• Problem set
A - Revise the stretch of the 007 Elements passage from "Inside the purpose" through "the movies’ sets.", replacing "steel" with "timber".
B - Extend the passage about the 007 Elements attraction in the Austrian Alps, beginning immediately after its final sentence.

• Document section
○ ○ ○
Bond fans can now go undercover and board a cable car ascending 10,000 feet into the Austrian Alps, before experiencing a real-life “lair”, and dining at the glass-walled Ice Q gourmet restaurant featured in Spectre.
The award-winning mirrored glass building, designed by Johann Obermoser, offers panoramic views from the Gaislachkogl Mountain in the Alps of Sölden, southwest Austria, giving fans a well-deserved license to chill as they sip their martini… shaken, not stirred of course.

A 12-minute cable car journey to the summit leads you to the peak’s cable car station, also featured in Spectre, where guests will most likely be met with the iconic greeting “I’ve been expecting you, Mr Bond”.
Built precariously on a bed of permafrost the den, named 007 Elements, will feel just like a supervillain’s lair inside, with the temperature of the building kept to 1C (33.8 F) in order to prevent its foundations melting – so thermals are a must for any budding agent making the trip.
Inside the purpose built property – constructed from mostly steel, concrete, and glass – James Bond’s production designer, Sir Ken Adam, has ensured the space radiates the same raw sex-appeal as the movies’ sets.
○ ○ ○
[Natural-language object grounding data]
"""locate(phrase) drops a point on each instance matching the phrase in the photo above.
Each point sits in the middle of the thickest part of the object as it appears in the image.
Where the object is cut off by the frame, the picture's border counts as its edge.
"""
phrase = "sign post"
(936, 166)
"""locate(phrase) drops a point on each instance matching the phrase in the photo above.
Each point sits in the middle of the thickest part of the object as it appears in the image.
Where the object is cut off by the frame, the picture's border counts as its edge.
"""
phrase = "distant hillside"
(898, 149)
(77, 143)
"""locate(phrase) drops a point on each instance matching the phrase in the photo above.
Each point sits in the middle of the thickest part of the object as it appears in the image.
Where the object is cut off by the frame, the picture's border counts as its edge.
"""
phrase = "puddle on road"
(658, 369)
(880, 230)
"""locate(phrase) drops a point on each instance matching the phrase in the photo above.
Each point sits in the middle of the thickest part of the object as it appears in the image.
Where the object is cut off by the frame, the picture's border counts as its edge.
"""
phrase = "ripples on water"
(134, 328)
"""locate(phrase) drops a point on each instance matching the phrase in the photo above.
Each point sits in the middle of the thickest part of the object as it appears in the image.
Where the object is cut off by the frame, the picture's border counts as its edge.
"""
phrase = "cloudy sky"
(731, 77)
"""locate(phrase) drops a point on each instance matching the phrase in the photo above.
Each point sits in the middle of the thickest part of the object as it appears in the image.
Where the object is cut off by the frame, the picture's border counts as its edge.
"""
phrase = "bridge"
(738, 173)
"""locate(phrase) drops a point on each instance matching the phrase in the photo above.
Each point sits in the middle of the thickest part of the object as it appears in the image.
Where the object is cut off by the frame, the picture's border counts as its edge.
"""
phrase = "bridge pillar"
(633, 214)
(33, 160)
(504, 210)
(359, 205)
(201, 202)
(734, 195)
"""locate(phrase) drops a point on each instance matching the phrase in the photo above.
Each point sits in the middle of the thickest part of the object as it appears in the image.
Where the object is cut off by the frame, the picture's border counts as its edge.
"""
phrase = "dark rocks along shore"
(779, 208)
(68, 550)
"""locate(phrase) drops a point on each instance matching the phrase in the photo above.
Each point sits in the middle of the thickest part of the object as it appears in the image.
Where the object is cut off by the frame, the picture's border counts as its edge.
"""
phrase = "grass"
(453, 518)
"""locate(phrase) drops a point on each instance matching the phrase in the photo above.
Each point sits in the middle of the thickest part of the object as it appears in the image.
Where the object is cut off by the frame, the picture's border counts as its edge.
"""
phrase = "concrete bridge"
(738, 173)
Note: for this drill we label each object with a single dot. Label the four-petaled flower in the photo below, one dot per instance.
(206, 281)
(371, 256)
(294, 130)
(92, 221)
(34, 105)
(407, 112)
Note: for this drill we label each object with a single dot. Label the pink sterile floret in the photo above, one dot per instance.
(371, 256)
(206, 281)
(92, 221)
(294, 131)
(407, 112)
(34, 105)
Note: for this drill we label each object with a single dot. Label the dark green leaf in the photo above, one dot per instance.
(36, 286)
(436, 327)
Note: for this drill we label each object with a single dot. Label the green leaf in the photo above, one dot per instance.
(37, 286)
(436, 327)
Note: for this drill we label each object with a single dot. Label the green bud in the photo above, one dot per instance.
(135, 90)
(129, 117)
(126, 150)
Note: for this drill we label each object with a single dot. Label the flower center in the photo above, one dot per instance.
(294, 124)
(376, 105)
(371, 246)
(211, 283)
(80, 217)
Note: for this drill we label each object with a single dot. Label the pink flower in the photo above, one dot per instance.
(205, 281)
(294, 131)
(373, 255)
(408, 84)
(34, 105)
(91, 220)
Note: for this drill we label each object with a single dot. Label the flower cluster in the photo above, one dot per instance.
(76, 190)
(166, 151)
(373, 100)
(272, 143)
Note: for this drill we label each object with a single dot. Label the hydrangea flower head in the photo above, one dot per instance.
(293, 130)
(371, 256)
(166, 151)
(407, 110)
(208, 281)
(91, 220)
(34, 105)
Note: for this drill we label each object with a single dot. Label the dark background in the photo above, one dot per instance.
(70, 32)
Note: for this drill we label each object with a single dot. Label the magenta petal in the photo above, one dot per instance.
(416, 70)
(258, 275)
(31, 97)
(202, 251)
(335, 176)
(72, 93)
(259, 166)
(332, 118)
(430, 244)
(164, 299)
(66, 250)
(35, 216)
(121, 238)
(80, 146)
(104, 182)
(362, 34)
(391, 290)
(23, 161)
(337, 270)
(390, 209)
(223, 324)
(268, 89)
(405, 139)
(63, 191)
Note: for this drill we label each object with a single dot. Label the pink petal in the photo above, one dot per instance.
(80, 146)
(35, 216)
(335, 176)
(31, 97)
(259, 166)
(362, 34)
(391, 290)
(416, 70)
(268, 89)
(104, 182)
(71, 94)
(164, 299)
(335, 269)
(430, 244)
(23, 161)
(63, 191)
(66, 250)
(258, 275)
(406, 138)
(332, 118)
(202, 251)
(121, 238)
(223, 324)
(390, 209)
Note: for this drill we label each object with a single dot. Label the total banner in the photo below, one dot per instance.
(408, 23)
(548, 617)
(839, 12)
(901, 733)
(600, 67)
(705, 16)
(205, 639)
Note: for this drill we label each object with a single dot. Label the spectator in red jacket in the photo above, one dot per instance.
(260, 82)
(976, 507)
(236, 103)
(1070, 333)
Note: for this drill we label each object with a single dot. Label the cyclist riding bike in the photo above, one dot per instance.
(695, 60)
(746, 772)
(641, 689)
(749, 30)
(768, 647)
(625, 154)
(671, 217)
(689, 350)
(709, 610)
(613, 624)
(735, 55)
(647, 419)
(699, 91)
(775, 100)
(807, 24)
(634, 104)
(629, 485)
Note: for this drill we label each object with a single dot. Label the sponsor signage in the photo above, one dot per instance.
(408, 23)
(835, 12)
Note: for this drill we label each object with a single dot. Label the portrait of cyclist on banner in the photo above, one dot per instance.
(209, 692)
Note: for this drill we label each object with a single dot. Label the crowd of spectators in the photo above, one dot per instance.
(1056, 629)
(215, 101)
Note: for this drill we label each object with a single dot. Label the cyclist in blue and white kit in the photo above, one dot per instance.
○ ○ ○
• Set of answers
A -
Inside the purpose built property – constructed from mostly timber, concrete, and glass – James Bond’s production designer, Sir Ken Adam, has ensured the space radiates the same raw sex-appeal as the movies’ sets.

B -
Nine chambers contained within the structure, which is partially embedded in the mountain, lead guests through several interactive exhibits where scenes from the iconic 24th James Bond film, Spectre (2015), were choreographed.
The property’s main plaza boasts slanted windows that hang in a perilous, James Bond-style over the depths of the Tyrolean valleys below.
After admiring the lair guests can make their way to the Ice Q restaurant, which featured as a medical clinic “Hoffler Klinik” in Spectre.

The 007 Elements lair was built by EON and MGM Studio, the production companies behind the films, as a ‘cinematic’ experience that is meant to take the place of a standard museum.
A crew of builders that rotated every few weeks was required to construct the unusual structure due to the harsh conditions at the peak, with helicopters called in to finish the job.